<<<<

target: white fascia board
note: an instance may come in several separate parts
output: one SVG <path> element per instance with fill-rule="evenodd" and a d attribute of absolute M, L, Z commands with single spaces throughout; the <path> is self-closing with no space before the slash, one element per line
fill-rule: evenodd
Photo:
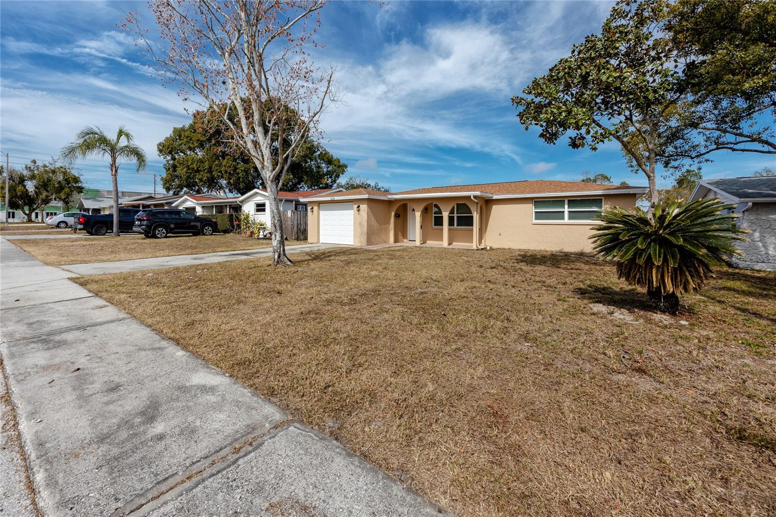
<path fill-rule="evenodd" d="M 489 194 L 485 192 L 451 192 L 451 193 L 436 193 L 431 194 L 389 194 L 389 200 L 415 200 L 424 197 L 469 197 L 471 196 L 476 196 L 478 197 L 495 197 L 493 194 Z"/>
<path fill-rule="evenodd" d="M 375 196 L 374 194 L 362 194 L 360 196 L 337 196 L 335 197 L 315 197 L 310 196 L 302 198 L 302 200 L 307 201 L 351 201 L 352 200 L 383 200 L 383 201 L 388 201 L 389 197 L 386 196 Z"/>
<path fill-rule="evenodd" d="M 736 197 L 735 196 L 731 196 L 730 194 L 727 193 L 724 190 L 721 190 L 721 189 L 718 189 L 717 187 L 714 186 L 713 185 L 709 185 L 708 183 L 705 183 L 704 182 L 698 182 L 698 185 L 695 186 L 695 188 L 692 191 L 692 194 L 690 195 L 690 200 L 691 201 L 694 201 L 695 199 L 699 199 L 699 198 L 696 198 L 695 197 L 695 193 L 697 193 L 698 189 L 701 188 L 701 186 L 703 186 L 704 188 L 708 189 L 710 191 L 713 192 L 715 194 L 716 197 L 724 197 L 724 198 L 726 198 L 727 200 L 729 200 L 730 203 L 738 204 L 739 203 L 747 203 L 748 202 L 748 200 L 740 200 L 737 197 Z M 720 196 L 719 194 L 722 194 L 722 196 Z"/>
<path fill-rule="evenodd" d="M 246 193 L 243 194 L 242 196 L 241 196 L 240 197 L 238 197 L 237 198 L 237 201 L 240 203 L 240 204 L 242 204 L 243 201 L 245 201 L 248 198 L 252 197 L 253 196 L 255 196 L 256 194 L 263 194 L 264 196 L 266 196 L 267 193 L 265 192 L 264 190 L 259 190 L 258 189 L 254 189 L 251 192 Z"/>
<path fill-rule="evenodd" d="M 776 197 L 742 197 L 739 203 L 776 203 Z"/>
<path fill-rule="evenodd" d="M 326 192 L 322 192 L 320 194 L 313 194 L 312 196 L 306 196 L 304 197 L 300 198 L 300 200 L 311 200 L 314 197 L 317 198 L 319 196 L 331 196 L 335 192 L 344 192 L 345 189 L 338 187 L 336 189 L 331 189 L 331 190 L 327 190 Z"/>
<path fill-rule="evenodd" d="M 234 203 L 237 203 L 237 202 L 238 200 L 236 197 L 233 197 L 228 200 L 213 200 L 213 201 L 195 201 L 194 203 L 204 206 L 204 205 L 231 205 Z"/>
<path fill-rule="evenodd" d="M 184 196 L 181 199 L 179 199 L 177 201 L 175 201 L 175 203 L 173 203 L 172 206 L 179 206 L 180 205 L 182 205 L 183 203 L 185 202 L 185 201 L 189 201 L 189 203 L 193 203 L 195 205 L 197 204 L 197 202 L 195 201 L 194 200 L 191 199 L 188 196 Z"/>
<path fill-rule="evenodd" d="M 508 200 L 518 197 L 568 197 L 571 196 L 611 196 L 612 194 L 644 194 L 650 192 L 646 187 L 618 189 L 617 190 L 588 190 L 587 192 L 549 192 L 538 194 L 500 194 L 494 200 Z"/>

>>>>

- **What you are asked to do**
Reproduce the listing above with "white fascia board" swapped for "white roof trim" and everything else unchanged, leaving out the pictures.

- **Task result**
target: white roof trim
note: an instance may come in several separate parts
output: one SVG <path> element per instance with fill-rule="evenodd" and a d attribute of absolute M, L, Z commands with single spaces throughout; the <path> is self-closing with no space before the slash, one element per line
fill-rule: evenodd
Photo:
<path fill-rule="evenodd" d="M 489 194 L 485 192 L 451 192 L 451 193 L 436 193 L 431 194 L 389 194 L 389 200 L 415 200 L 424 197 L 469 197 L 471 196 L 476 196 L 478 197 L 495 197 L 493 194 Z"/>
<path fill-rule="evenodd" d="M 375 196 L 374 194 L 362 194 L 360 196 L 337 196 L 335 197 L 315 197 L 310 196 L 302 198 L 302 200 L 307 201 L 351 201 L 352 200 L 383 200 L 383 201 L 388 201 L 389 197 L 386 196 Z"/>
<path fill-rule="evenodd" d="M 736 197 L 735 196 L 731 196 L 730 194 L 727 193 L 724 190 L 721 190 L 721 189 L 718 189 L 717 187 L 714 186 L 713 185 L 709 185 L 708 183 L 705 183 L 704 182 L 698 182 L 698 185 L 695 186 L 695 188 L 692 191 L 692 194 L 690 195 L 690 200 L 691 201 L 694 201 L 695 199 L 699 199 L 699 198 L 696 198 L 695 197 L 695 193 L 697 193 L 698 189 L 701 188 L 701 186 L 703 186 L 704 188 L 708 189 L 710 191 L 713 192 L 715 194 L 716 197 L 724 197 L 724 198 L 726 198 L 727 200 L 729 200 L 730 203 L 738 204 L 739 203 L 747 203 L 748 202 L 748 200 L 740 200 L 737 197 Z M 720 196 L 719 194 L 722 194 L 722 196 Z"/>
<path fill-rule="evenodd" d="M 246 193 L 243 194 L 242 196 L 241 196 L 240 197 L 238 197 L 237 198 L 237 201 L 240 203 L 240 204 L 242 204 L 243 201 L 245 201 L 248 198 L 252 197 L 253 196 L 255 196 L 256 194 L 263 194 L 264 196 L 266 196 L 267 193 L 265 192 L 264 190 L 259 190 L 258 189 L 254 189 L 251 192 Z"/>
<path fill-rule="evenodd" d="M 776 197 L 742 197 L 739 203 L 776 203 Z"/>
<path fill-rule="evenodd" d="M 326 192 L 322 192 L 320 194 L 313 194 L 312 196 L 306 196 L 304 197 L 300 198 L 300 200 L 311 200 L 314 197 L 317 198 L 319 196 L 331 196 L 335 192 L 344 192 L 345 189 L 338 187 L 336 189 L 331 189 L 331 190 L 327 190 Z"/>
<path fill-rule="evenodd" d="M 234 203 L 237 203 L 237 202 L 238 200 L 236 197 L 233 197 L 228 200 L 213 200 L 213 201 L 195 201 L 194 203 L 204 206 L 204 205 L 231 205 Z"/>
<path fill-rule="evenodd" d="M 184 196 L 181 199 L 179 199 L 177 201 L 175 201 L 175 203 L 173 203 L 172 206 L 179 206 L 180 205 L 182 205 L 183 203 L 185 202 L 185 201 L 189 201 L 189 203 L 193 203 L 195 205 L 197 204 L 197 202 L 195 201 L 194 200 L 191 199 L 188 196 Z"/>
<path fill-rule="evenodd" d="M 508 200 L 518 197 L 568 197 L 571 196 L 611 196 L 612 194 L 644 194 L 650 192 L 646 187 L 618 189 L 617 190 L 588 190 L 587 192 L 549 192 L 538 194 L 500 194 L 494 200 Z"/>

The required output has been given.